§ Available data:
════════════════════

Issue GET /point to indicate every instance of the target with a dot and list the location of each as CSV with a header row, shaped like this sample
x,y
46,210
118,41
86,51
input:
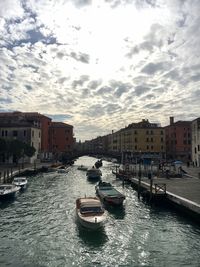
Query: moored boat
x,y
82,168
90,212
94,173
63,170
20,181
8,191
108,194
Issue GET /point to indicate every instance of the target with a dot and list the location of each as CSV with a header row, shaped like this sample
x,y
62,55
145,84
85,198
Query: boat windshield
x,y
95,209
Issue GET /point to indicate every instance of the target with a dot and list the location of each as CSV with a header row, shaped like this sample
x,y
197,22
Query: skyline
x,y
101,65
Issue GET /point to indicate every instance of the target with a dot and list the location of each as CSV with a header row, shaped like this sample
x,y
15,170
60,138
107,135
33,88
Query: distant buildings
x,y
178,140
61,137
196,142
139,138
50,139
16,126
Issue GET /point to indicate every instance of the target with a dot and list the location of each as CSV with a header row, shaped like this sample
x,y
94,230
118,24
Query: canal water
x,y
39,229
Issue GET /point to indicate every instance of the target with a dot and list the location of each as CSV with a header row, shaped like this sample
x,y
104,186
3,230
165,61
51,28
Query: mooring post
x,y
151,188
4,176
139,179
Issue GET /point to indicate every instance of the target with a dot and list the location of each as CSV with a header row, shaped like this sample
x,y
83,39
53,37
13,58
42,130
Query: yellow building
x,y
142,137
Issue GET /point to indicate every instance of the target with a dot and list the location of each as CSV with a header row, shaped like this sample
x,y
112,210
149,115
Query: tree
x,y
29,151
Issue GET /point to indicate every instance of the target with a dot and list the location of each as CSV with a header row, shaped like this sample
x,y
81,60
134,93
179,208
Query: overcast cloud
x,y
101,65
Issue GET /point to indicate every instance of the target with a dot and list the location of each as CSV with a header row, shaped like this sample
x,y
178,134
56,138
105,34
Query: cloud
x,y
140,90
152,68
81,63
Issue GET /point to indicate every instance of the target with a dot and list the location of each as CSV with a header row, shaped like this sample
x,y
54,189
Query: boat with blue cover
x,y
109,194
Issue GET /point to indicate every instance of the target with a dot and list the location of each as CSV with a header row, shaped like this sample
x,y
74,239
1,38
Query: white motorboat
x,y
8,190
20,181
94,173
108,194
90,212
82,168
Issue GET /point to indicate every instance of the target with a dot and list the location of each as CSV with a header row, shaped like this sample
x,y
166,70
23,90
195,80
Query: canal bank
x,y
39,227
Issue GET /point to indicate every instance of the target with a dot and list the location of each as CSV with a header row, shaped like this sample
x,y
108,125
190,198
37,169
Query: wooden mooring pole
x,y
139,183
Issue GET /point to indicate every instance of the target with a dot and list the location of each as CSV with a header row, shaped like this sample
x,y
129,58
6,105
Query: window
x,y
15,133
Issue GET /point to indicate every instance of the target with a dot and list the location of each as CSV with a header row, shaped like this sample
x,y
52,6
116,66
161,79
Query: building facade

════════════════════

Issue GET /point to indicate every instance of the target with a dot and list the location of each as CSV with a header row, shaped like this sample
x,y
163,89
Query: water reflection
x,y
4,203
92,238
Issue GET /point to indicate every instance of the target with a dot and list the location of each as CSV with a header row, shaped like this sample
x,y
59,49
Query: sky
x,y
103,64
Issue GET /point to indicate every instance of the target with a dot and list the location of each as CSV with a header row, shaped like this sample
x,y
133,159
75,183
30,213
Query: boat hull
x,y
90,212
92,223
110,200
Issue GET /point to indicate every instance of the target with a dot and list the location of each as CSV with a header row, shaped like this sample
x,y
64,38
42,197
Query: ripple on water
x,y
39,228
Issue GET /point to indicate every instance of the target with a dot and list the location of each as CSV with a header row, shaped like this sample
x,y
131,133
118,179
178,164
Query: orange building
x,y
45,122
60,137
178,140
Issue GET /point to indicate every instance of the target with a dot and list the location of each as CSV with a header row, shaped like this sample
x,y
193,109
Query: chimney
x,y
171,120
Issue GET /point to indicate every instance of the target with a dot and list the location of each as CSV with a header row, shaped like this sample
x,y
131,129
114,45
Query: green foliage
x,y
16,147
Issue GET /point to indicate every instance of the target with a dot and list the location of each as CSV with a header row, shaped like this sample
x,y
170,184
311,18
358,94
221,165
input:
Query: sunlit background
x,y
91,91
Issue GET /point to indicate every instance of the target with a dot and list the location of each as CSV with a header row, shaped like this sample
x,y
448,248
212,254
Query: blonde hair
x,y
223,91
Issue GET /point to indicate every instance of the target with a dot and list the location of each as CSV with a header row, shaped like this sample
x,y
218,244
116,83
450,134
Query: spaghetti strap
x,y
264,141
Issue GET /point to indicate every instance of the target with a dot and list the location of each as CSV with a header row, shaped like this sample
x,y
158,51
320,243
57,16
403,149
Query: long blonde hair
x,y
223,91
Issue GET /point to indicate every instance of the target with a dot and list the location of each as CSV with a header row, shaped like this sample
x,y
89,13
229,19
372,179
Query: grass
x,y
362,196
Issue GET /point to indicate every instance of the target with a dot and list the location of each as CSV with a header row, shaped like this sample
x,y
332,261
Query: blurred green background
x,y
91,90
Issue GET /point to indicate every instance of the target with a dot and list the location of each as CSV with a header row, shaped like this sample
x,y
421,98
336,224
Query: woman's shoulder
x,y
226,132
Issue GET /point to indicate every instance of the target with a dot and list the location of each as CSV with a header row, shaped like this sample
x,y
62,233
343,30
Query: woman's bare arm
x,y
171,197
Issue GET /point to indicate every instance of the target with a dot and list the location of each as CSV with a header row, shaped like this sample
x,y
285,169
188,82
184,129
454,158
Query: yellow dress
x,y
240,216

════════════════════

§ Task to complete:
Count the lines of the records that contain the word "woman", and reply with the number alone.

§ Result of this exercise:
2